(Collected data entries)

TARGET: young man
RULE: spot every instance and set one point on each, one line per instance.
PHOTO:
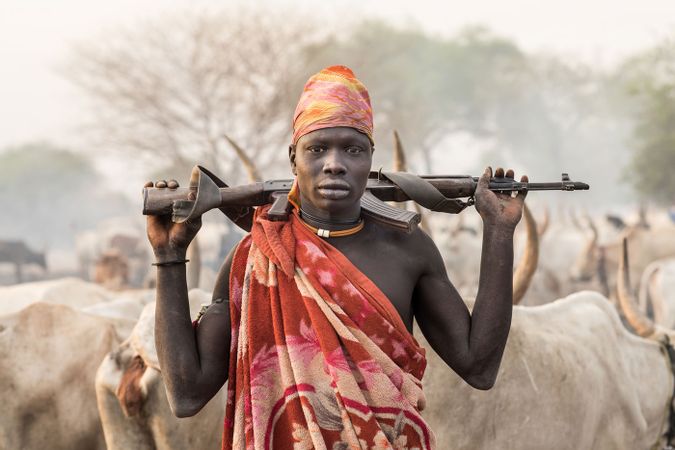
(311, 318)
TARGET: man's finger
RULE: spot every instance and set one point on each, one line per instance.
(484, 180)
(522, 194)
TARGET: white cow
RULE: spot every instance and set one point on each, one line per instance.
(48, 359)
(657, 292)
(70, 291)
(132, 400)
(572, 377)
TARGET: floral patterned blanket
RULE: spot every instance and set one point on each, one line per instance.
(320, 359)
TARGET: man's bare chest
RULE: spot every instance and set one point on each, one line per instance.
(391, 271)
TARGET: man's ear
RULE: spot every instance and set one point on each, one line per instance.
(291, 157)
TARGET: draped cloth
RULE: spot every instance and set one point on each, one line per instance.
(320, 358)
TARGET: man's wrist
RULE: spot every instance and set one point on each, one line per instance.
(499, 231)
(165, 255)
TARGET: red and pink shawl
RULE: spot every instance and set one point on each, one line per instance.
(320, 359)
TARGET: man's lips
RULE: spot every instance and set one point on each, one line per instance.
(334, 190)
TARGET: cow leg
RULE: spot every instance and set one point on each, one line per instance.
(121, 432)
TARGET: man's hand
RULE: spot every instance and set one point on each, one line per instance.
(499, 209)
(170, 240)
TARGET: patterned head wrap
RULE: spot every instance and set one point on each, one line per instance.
(333, 98)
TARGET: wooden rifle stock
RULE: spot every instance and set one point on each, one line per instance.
(435, 192)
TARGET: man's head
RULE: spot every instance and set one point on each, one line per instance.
(332, 147)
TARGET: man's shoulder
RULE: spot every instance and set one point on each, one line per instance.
(415, 243)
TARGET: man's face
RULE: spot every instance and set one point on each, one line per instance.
(332, 166)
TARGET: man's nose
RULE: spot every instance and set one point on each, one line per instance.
(333, 164)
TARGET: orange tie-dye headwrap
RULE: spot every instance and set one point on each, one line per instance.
(333, 98)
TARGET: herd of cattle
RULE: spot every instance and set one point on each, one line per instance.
(585, 367)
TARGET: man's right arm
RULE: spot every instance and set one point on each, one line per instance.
(194, 362)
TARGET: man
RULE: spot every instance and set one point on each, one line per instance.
(311, 318)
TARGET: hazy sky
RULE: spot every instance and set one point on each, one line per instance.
(35, 103)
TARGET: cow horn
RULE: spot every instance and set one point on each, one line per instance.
(586, 261)
(640, 322)
(543, 225)
(528, 264)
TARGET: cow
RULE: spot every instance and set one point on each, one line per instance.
(20, 255)
(49, 354)
(572, 377)
(71, 291)
(132, 401)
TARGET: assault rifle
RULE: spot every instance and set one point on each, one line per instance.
(434, 192)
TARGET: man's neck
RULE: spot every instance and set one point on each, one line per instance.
(320, 218)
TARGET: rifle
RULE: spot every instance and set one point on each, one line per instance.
(435, 192)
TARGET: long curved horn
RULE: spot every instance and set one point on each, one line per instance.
(642, 325)
(528, 264)
(644, 297)
(399, 154)
(543, 225)
(251, 169)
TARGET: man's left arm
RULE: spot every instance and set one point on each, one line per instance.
(472, 344)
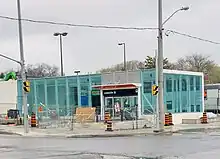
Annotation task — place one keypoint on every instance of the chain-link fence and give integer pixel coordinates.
(212, 104)
(91, 121)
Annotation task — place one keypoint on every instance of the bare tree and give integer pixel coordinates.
(131, 66)
(42, 70)
(150, 62)
(195, 62)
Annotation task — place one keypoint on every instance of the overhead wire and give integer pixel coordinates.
(107, 27)
(78, 25)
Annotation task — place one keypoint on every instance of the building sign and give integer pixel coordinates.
(121, 92)
(95, 93)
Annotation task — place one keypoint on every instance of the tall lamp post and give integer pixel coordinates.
(160, 62)
(61, 49)
(22, 63)
(124, 56)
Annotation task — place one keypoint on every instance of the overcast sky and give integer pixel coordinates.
(91, 49)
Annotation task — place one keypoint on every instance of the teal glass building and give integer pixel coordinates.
(183, 92)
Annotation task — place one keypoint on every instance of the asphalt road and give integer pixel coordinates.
(187, 146)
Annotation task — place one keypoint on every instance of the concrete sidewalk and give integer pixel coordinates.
(88, 133)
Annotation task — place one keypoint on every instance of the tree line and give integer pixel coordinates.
(195, 62)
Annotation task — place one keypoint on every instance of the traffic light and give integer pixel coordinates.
(205, 94)
(26, 86)
(154, 90)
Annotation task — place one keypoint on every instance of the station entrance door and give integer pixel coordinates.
(118, 98)
(127, 104)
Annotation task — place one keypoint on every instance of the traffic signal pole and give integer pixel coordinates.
(22, 63)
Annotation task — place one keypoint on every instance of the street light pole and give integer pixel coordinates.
(61, 50)
(22, 63)
(160, 67)
(160, 63)
(61, 55)
(125, 62)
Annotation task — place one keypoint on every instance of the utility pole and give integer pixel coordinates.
(160, 68)
(22, 62)
(156, 82)
(125, 62)
(61, 49)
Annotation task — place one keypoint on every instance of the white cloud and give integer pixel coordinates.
(91, 49)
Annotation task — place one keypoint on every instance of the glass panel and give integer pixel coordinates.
(197, 108)
(147, 87)
(178, 85)
(192, 108)
(184, 85)
(40, 93)
(84, 95)
(169, 106)
(109, 106)
(117, 106)
(198, 83)
(73, 96)
(191, 83)
(62, 100)
(174, 85)
(51, 96)
(169, 85)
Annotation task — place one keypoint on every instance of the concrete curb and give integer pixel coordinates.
(110, 134)
(197, 129)
(3, 132)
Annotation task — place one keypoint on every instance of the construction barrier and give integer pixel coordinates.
(109, 126)
(167, 120)
(170, 119)
(33, 120)
(107, 117)
(204, 118)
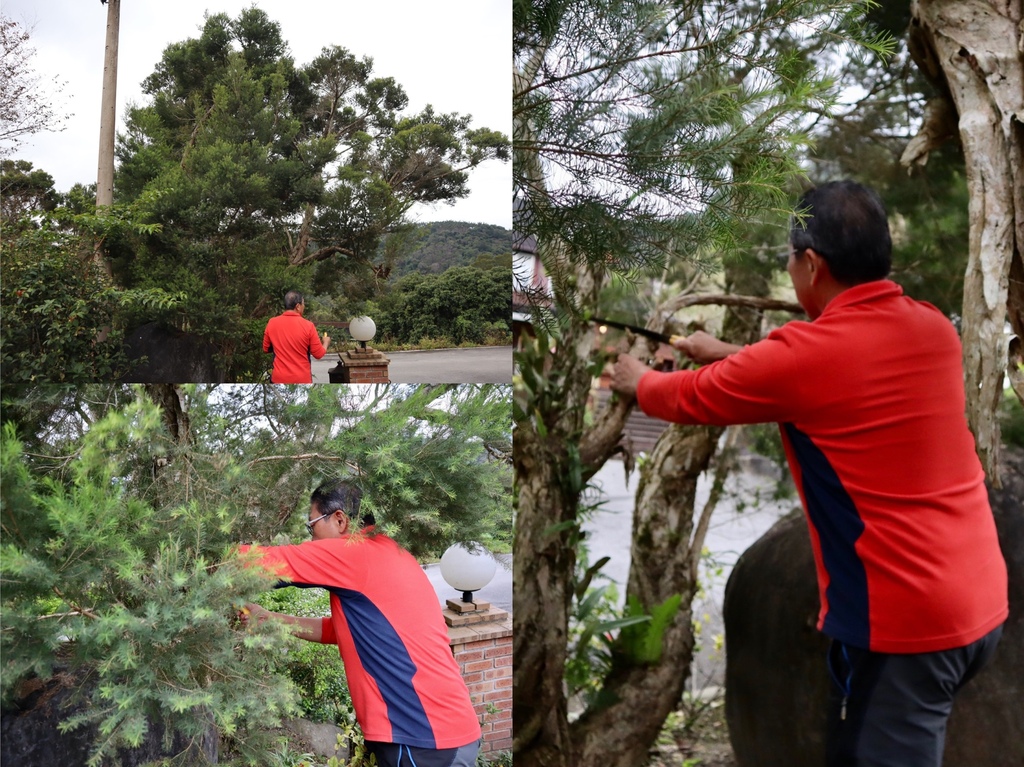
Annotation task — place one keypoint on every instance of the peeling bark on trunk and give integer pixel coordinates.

# [Work to complete]
Omit the pictures, and quote the material above exactly as given.

# [Right answer]
TARGET: young man
RULE: spot every instance and set one point on each, one line per instance.
PHOTO:
(311, 318)
TARGET: man's finger
RULE: spot every instance and set one point on each, one line per instance.
(484, 180)
(522, 194)
TARGET: white cow
RULE: spot every instance and set one point on each, one line per instance.
(48, 359)
(657, 292)
(70, 291)
(132, 400)
(572, 377)
TARGET: floral patterned blanket
RULE: spot every instance and set one point on each, one line per instance.
(320, 359)
TARGET: man's bare chest
RULE: spot every instance and set one point on each, one line per instance.
(391, 271)
TARGET: man's ear
RULE: spot every instance and set one point on each, one line per instance.
(291, 157)
TARGET: draped cloth
RULE: spot every instance and set one point on each, one line per instance.
(320, 358)
TARGET: man's wrist
RULE: spot every instance and set one point on each, one line per instance.
(499, 231)
(165, 255)
TARGET: red and pink shawl
RULE: spot every instance and set one point on each, one line per instance.
(320, 359)
TARGET: man's lips
RULE: spot every instance and set one point on each, one line per instance.
(334, 190)
TARGET: cow leg
RULE: spot every instance and set one point on each, one line per instance.
(121, 432)
TARGET: man's hand
RULE: spot every instance and set one point on each, one line per instance.
(499, 209)
(170, 240)
TARGET: patterned head wrap
RULE: spot every instance and set one point on each, one line per instance.
(333, 98)
TARGET: wooden rifle stock
RULE: spot every instance and set one point on each, one line per instance.
(435, 192)
TARGET: man's head
RULE: spot every instance and set one point on each, one line per instance.
(332, 147)
TARGET: man's shoulder
RULE: spot every instance and set one point on each, one line per instance.
(415, 243)
TARGET: man's face
RULE: spot every instance and set one point on each, one line per instance.
(332, 166)
TARGET: man's nose
RULE: spot every instance and set one point on each, one line per instance.
(333, 164)
TARGET: orange tie-dye headwrap
RULE: spot every instance and set one point on each, one line per instance.
(333, 98)
TARGET: herd of cattle
RULE: spot every instance and set one point on each, one line per instance.
(585, 367)
TARGET: man's right arm
RULE: spot every instance and set one point on each, one line per instance.
(194, 362)
TARGET: man
RULE: spot every instance and set one point on each, one line per instance.
(311, 318)
TARGET: hazy sky
RULE: spot every instance and set one point on each, one line per instance.
(35, 103)
TARGET: cow horn
RULE: spot every instance and set one point on each, one line per instance.
(586, 261)
(640, 322)
(543, 225)
(528, 264)
TARGET: cow
RULE: spot every instance and set one point on each, one line per instance.
(20, 255)
(49, 354)
(572, 377)
(71, 291)
(132, 401)
TARGET: assault rifle
RULE: spot every instance and set one point on each, one line per instance.
(434, 192)
TARGET: man's neck
RULE: spot every instance and set one point on each, one line per instance.
(320, 218)
TARGET: rifle
RULE: spot every instance and set one point on each, one line per instance.
(435, 192)
TARGET: long curved horn
RULE: spot every instance and set one point on each, one line per instance.
(642, 325)
(528, 264)
(644, 297)
(399, 154)
(543, 225)
(251, 169)
TARGET: man's left arm
RULE: spot every instance and set one point on each, one line per instance.
(472, 344)
Annotation task — place one keypoint on every instance of the chain-link fence and give integer pixel coordinates.
(212, 104)
(91, 121)
Annotation task — place one keypoint on every instance of the bare tree and give integer pixel coordinates.
(131, 66)
(42, 70)
(150, 62)
(195, 62)
Annotation task — place one keypoint on every instance of the overhead wire and give integer pixel coordinates.
(107, 27)
(78, 25)
Annotation task — place one keypoint on every instance of the building sign and give integer pixel coordinates.
(121, 92)
(95, 93)
Annotation task — place one keypoint on every instance of the tall lamp post and give integer pixel coordinates.
(160, 62)
(61, 49)
(22, 63)
(124, 56)
Annotation task — place one keypoint on every instance of the overcast sky and give integer pixel coordinates.
(91, 49)
Annotation task — place one keypoint on every instance of the teal glass building and give integer pixel coordinates.
(183, 92)
Annotation task — place one keypoint on every instance of the asphalt road and give integer pixel coordinates.
(187, 146)
Annotation task — place one keypoint on every instance of the concrete sidewalk and give integer pixel coordinates.
(88, 133)
Annotation task — place one keypoint on every instance of the tree line and give integer pixel coordinates.
(195, 62)
Annotation task — place one keypoint on every instance of the traffic light and give integer pixel coordinates.
(205, 94)
(26, 86)
(154, 90)
Annotation task — place one keypoint on every instance of the station entrance door and give integer pixel coordinates.
(118, 98)
(127, 104)
Annotation task — place one keypoint on every instance of the traffic signal pole and give integer pixel coordinates.
(22, 63)
Annotation task — place one keypoint on every instance of the street light pole and give integer pixel coordinates.
(61, 50)
(22, 63)
(160, 67)
(160, 63)
(61, 55)
(125, 62)
Annotation task — place one keypoint on every instance of the utility pole and give integer pixel coordinates.
(160, 68)
(22, 62)
(156, 82)
(125, 62)
(61, 49)
Annotation task — place one keypoint on every instance of the white cloud and give integer pixel coordinates.
(91, 49)
Annotation task — place one keypoint on every instance of the glass panel and give integer pixel coordinates.
(197, 108)
(147, 87)
(178, 85)
(192, 108)
(184, 85)
(40, 93)
(84, 95)
(169, 106)
(109, 106)
(117, 106)
(198, 83)
(73, 96)
(191, 83)
(62, 100)
(174, 85)
(51, 96)
(169, 85)
Annotation task — place one keypoint on every instance of the concrete curb and give integer pixel coordinates.
(110, 134)
(197, 129)
(3, 132)
Annotation task — place one keypoint on every instance of the construction barrier and give integer pixel coordinates.
(109, 126)
(167, 120)
(170, 119)
(33, 120)
(107, 117)
(204, 118)
Annotation task — place one keypoint on every instance of the peeling bark on trunk and give integer pixel coordinates.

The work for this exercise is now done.